DIRECTIONS FOR THIS TASK: Reproduce the records from the line containing "obj=boy's jeans mode=detect" through the line containing "[364,221,378,232]", inclusive, renaming "building facade" as "building exterior" and leaving everything else unchanged.

RECORDS SHOWN:
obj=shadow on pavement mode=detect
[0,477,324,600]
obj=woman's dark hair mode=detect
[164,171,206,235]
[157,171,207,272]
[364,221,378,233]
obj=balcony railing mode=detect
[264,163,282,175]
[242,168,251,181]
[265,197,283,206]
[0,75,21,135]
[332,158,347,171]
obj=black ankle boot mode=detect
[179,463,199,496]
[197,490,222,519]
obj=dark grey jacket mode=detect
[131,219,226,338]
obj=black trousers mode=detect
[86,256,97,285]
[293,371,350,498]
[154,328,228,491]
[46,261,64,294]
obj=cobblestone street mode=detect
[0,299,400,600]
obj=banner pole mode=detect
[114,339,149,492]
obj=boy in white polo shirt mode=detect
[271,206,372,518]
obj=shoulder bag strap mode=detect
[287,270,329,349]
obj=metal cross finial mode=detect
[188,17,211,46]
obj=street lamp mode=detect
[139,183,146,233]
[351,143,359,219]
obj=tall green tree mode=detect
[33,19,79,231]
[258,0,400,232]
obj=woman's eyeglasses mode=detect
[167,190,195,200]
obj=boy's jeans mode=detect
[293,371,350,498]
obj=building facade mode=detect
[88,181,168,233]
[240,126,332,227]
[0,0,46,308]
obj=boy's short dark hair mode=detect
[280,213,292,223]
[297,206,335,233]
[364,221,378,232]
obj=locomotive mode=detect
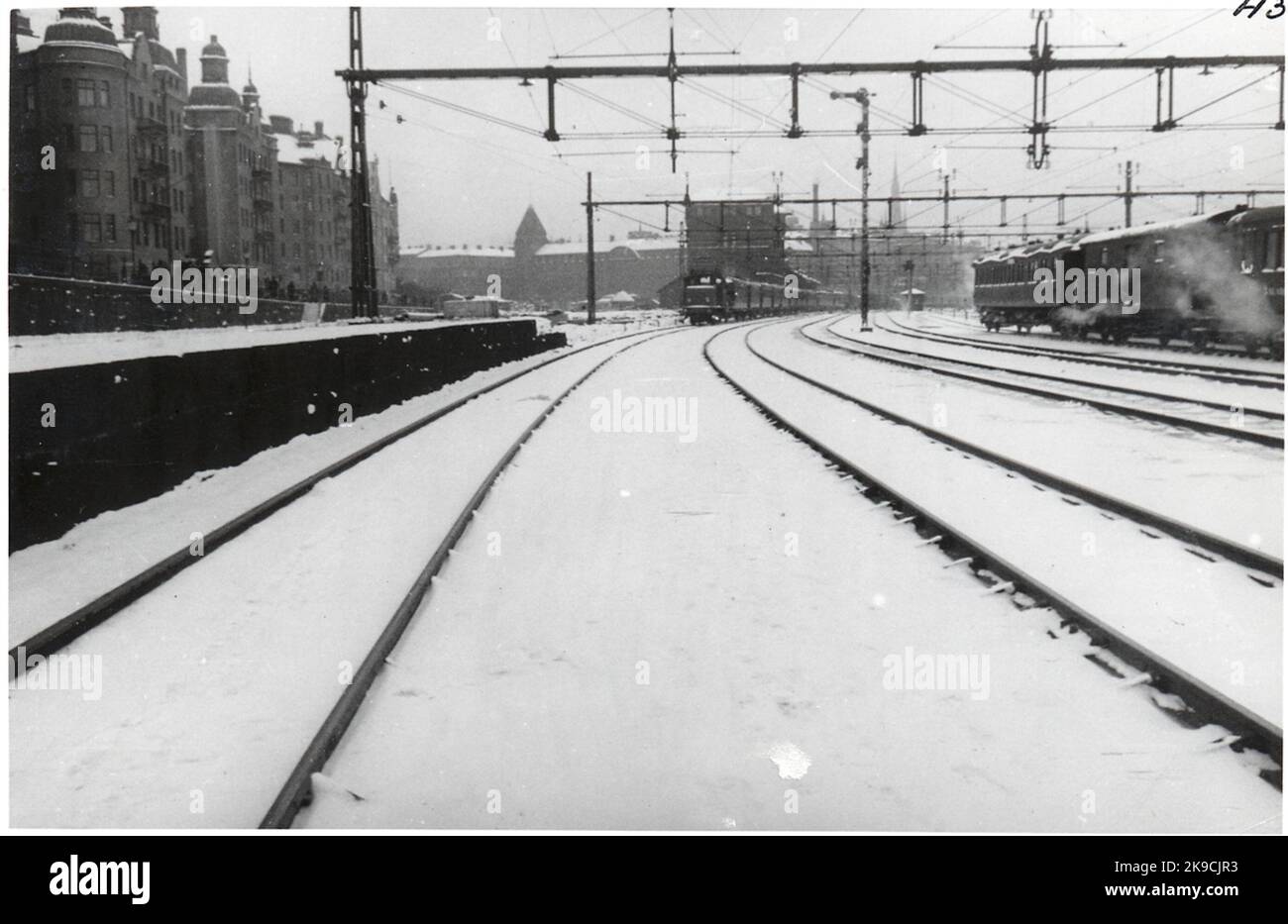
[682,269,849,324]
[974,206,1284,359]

---

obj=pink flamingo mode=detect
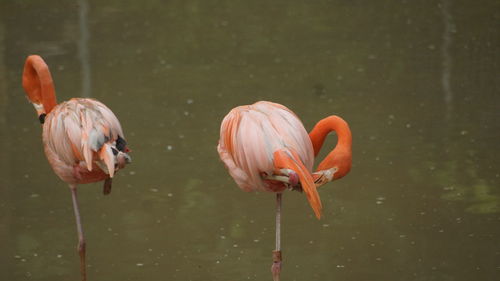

EXERCISE OUTPUT:
obj=boy's jeans mode=detect
[293,371,350,498]
obj=building exterior mode=detect
[88,181,168,233]
[240,126,332,227]
[0,0,46,308]
obj=boy's short dark hair mode=detect
[280,213,292,223]
[297,206,335,233]
[364,221,378,232]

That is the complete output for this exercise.